Wind Cave National National Park holds Elk Capture Operation
This is a research study that began last year at Wind Cave National Park. This operation is set out to determine the prevalence rate of Chronic Wasting Disease, an infection among elk that researchers say
is not so easy to get rid of.
Glen Sargeant, Research Wildlife Biologist from the U.S. Geological Survey, says, "It's transmitted by a misfolded protein called a prion and as a result it persists in the environments for a long period of time and it's not treatable the way that viruses or bacteria area.
Out of those sampled last year, the disease left 24% of the deer affected in the eastern part of the park and 6% in the western part.
In the process, a team in a helicopter is sent out to do netting and animal handling, occasionally bringing back blood samples and leaving special collars around the deer's neck.
This piece records the locations of the animals, alerting the team of their death, and helping determine whether or not it was due to the disease.
Greg Schroeder, Chief of Resource Management at Wind Cave National Park, says "This research is going to allow is to figure out the management actions were taking, whether or not their successful."

TASKS TO CARRY OUT:
(A) Answer these about the elk capture article:
(i) According to Glen Sargeant, what transmits Chronic Wasting Disease?
(ii) Which agency does Glen Sargeant work for?
(iii) What is the team in the helicopter sent out to do?
(B) Pick up the elk capture article after its last sentence and carry it on.
The data that comes after this has no connection to the elk capture article.

DATA TO EXAMINE:
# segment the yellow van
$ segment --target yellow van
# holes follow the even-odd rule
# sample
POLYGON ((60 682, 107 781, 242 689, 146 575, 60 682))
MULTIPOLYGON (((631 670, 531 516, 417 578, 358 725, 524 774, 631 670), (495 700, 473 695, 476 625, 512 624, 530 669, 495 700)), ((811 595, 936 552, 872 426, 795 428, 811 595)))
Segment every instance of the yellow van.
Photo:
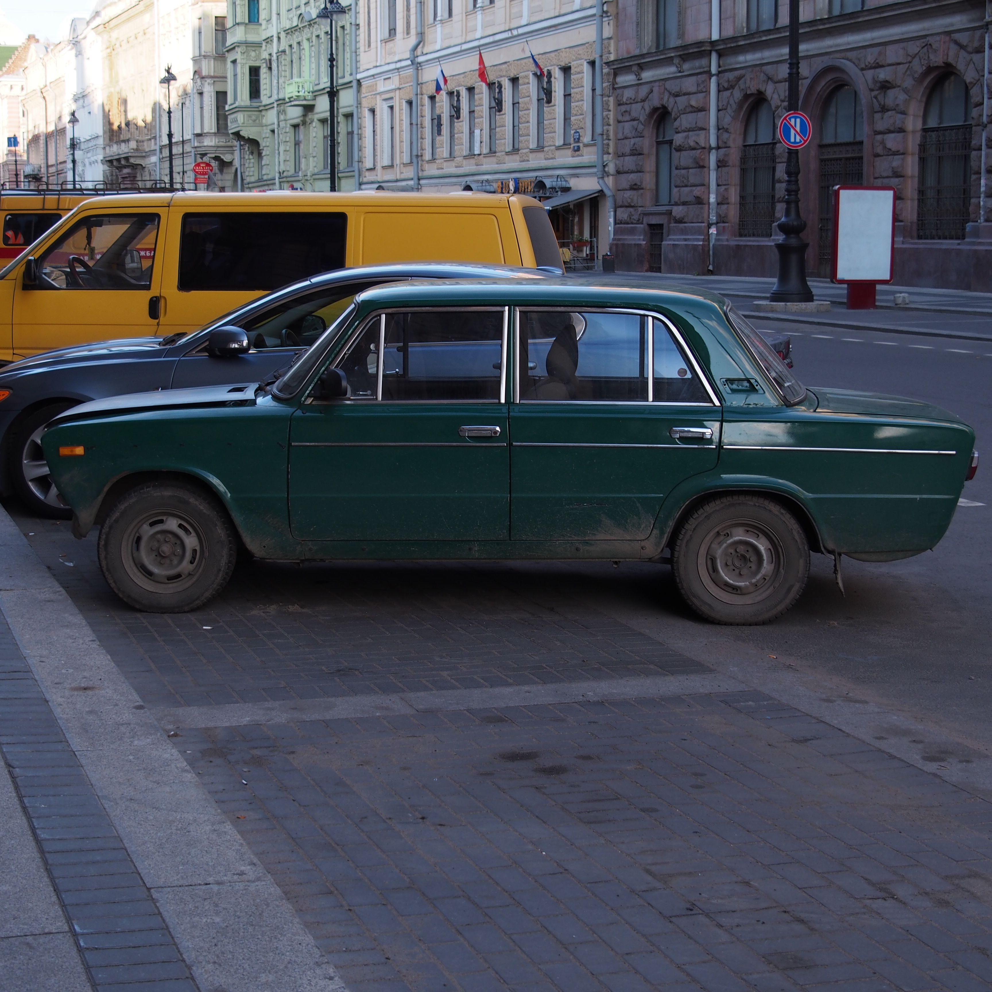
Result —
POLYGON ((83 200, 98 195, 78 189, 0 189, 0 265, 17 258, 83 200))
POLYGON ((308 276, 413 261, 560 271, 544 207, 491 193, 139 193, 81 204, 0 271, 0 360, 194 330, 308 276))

* * *

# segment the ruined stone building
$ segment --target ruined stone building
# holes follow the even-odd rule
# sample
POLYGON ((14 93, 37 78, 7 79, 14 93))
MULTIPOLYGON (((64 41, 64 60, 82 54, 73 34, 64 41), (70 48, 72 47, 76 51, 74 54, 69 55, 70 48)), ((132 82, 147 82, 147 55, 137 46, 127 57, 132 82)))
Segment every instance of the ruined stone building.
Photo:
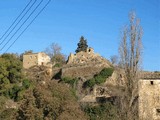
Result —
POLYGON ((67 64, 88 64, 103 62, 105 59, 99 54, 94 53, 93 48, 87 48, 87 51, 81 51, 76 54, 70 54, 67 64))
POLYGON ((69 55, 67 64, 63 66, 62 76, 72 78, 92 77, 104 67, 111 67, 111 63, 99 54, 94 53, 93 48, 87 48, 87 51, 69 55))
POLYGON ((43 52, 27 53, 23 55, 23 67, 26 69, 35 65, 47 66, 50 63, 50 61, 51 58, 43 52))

==

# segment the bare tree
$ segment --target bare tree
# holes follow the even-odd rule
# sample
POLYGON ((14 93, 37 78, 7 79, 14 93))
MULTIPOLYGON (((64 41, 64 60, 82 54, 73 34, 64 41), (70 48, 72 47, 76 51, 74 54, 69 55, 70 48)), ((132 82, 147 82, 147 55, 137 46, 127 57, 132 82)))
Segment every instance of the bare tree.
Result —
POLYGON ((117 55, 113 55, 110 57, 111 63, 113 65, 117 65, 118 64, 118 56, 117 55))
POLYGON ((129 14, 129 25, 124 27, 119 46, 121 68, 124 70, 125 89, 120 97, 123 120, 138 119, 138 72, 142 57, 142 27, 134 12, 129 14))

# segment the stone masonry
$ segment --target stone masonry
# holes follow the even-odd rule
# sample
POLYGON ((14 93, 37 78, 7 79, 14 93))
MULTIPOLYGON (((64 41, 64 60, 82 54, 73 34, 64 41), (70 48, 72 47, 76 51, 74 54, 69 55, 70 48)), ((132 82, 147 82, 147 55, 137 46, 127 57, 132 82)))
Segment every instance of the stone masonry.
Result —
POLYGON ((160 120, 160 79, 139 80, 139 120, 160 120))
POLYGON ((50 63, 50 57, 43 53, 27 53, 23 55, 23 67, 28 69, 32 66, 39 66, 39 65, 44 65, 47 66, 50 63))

TASK RESPONSES:
(A)
(i) A misfolded protein called a prion.
(ii) The U.S. Geological Survey.
(iii) Netting and animal handling.

(B)
One of those decisions, a hard one management says for a national park, is to reduce the amount of elk in the park.
Schroeder continues, "We decided that that would probably be the best case scenario to help the long term health of the herd, and if not we would probably have seen a lot more elk die of the disease."
But it's a decision that will hopefully help other parks dealing with the same thing.
Sargeant says, "So the hope is that by reducing elk density, we'll reduce prevalence of the disease in the population, improve survival, and be able to learn some things about disease transmission that we'll be able to apply to other parks in other areas as well."
Schroeder continues, "Hopefully the positive outcomes we will see from this research will make those decisions a little bit easier in other areas of the Country.